▶ _Aufgabe_
Benenne in der folgenden Liste überall „post-event image“ in „post-event scene“ um. Gib alle Zeilen sonst unverändert wieder.

▶ _Die Liste_
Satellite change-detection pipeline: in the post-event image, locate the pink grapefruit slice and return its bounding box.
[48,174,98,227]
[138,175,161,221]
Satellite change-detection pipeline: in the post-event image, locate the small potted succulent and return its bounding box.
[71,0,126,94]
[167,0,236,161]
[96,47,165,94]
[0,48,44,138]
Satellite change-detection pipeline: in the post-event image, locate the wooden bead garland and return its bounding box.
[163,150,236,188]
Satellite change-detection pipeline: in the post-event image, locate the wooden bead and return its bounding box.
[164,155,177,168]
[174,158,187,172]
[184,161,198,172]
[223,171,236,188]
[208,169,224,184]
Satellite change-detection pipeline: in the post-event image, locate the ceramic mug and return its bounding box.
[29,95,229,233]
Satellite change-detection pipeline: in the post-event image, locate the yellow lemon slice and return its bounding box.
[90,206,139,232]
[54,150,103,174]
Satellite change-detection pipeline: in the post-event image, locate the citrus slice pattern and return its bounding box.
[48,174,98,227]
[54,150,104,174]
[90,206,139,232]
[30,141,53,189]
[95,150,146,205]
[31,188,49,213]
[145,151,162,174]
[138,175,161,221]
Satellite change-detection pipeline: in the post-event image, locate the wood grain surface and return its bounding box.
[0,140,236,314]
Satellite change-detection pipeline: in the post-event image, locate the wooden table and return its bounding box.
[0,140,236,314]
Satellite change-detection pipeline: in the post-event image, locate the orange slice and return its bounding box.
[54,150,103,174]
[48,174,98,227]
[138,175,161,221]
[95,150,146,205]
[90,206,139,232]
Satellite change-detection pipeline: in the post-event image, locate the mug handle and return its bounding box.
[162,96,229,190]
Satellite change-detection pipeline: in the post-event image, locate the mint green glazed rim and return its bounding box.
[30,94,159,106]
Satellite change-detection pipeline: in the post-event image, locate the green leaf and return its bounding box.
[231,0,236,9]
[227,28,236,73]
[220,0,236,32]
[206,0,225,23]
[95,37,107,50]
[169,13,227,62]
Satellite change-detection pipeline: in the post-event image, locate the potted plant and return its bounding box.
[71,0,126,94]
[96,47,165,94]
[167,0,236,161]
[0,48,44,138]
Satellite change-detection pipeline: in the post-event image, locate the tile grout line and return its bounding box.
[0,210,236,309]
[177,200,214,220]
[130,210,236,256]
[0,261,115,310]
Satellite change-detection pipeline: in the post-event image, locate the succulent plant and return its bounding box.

▶ _Antwort_
Satellite change-detection pipeline: in the post-event scene, locate the pink grapefruit slice and return its bounding box.
[48,174,98,227]
[138,175,161,221]
Satellite change-detection pipeline: in the post-event scene, locate the small potted succulent and return its bounding box.
[71,0,126,94]
[167,0,236,161]
[96,47,165,94]
[0,48,44,138]
Satellite change-detection pipeline: in the post-event scene, locate the wooden bead garland and return its bounding box.
[163,150,236,188]
Satellite change-detection pipeline: in the post-event scene, locate the wooden bead and return its bounding box.
[164,155,177,168]
[174,158,187,172]
[184,161,198,172]
[223,171,236,188]
[208,169,224,184]
Satellite change-detection pipeline: in the post-event scene, locate the ceramic mug and return its bounding box.
[29,95,229,233]
Satellite change-detection pipeline: in the post-event scene, locate the yellow lemon slice and return its bounding box.
[90,206,139,232]
[54,150,103,174]
Satellite change-detection pipeline: in the post-event scene, locate the citrus slice pattern and return its bounding box.
[48,174,98,227]
[54,150,104,174]
[90,206,139,232]
[30,141,53,189]
[95,150,146,205]
[31,188,49,213]
[145,151,162,174]
[138,175,161,221]
Satellite change-detection pipeline: in the post-event scene, locate the wood grain surface and return its bounding box.
[0,140,236,314]
Satellite change-detection pipeline: in the post-event scene, locate the wooden table and return its bounding box.
[0,140,236,314]
Satellite change-detection pipeline: in the post-event scene, locate the orange slice and return its bounding box.
[54,150,103,174]
[48,174,98,227]
[138,175,161,221]
[95,150,146,205]
[90,206,139,232]
Satellite change-detection pipeline: in the post-event scene, locate the mug handle and return its bounding box.
[162,96,229,190]
Satellite change-detection pipeline: in the post-event scene, locate the mint green glazed rim and return its bounding box.
[30,94,159,106]
Satellite change-detection pipeline: in the post-event scene, locate the green leaf and return its bounding box.
[231,0,236,9]
[227,28,236,73]
[220,0,236,32]
[206,0,225,23]
[95,37,107,50]
[169,13,227,62]
Satellite change-detection pipeline: in the post-event scene, locate the potted plant and return its bounding box.
[71,0,126,94]
[96,47,165,94]
[167,0,236,161]
[0,48,44,138]
Satellite change-detection pipeline: in the post-event scene, locate the tile grout line and return its bounding box.
[0,210,236,309]
[177,200,214,220]
[130,210,236,256]
[0,261,115,310]
Satellite change-detection pipeline: in the post-event scene, locate the succulent plant and return its bounding box.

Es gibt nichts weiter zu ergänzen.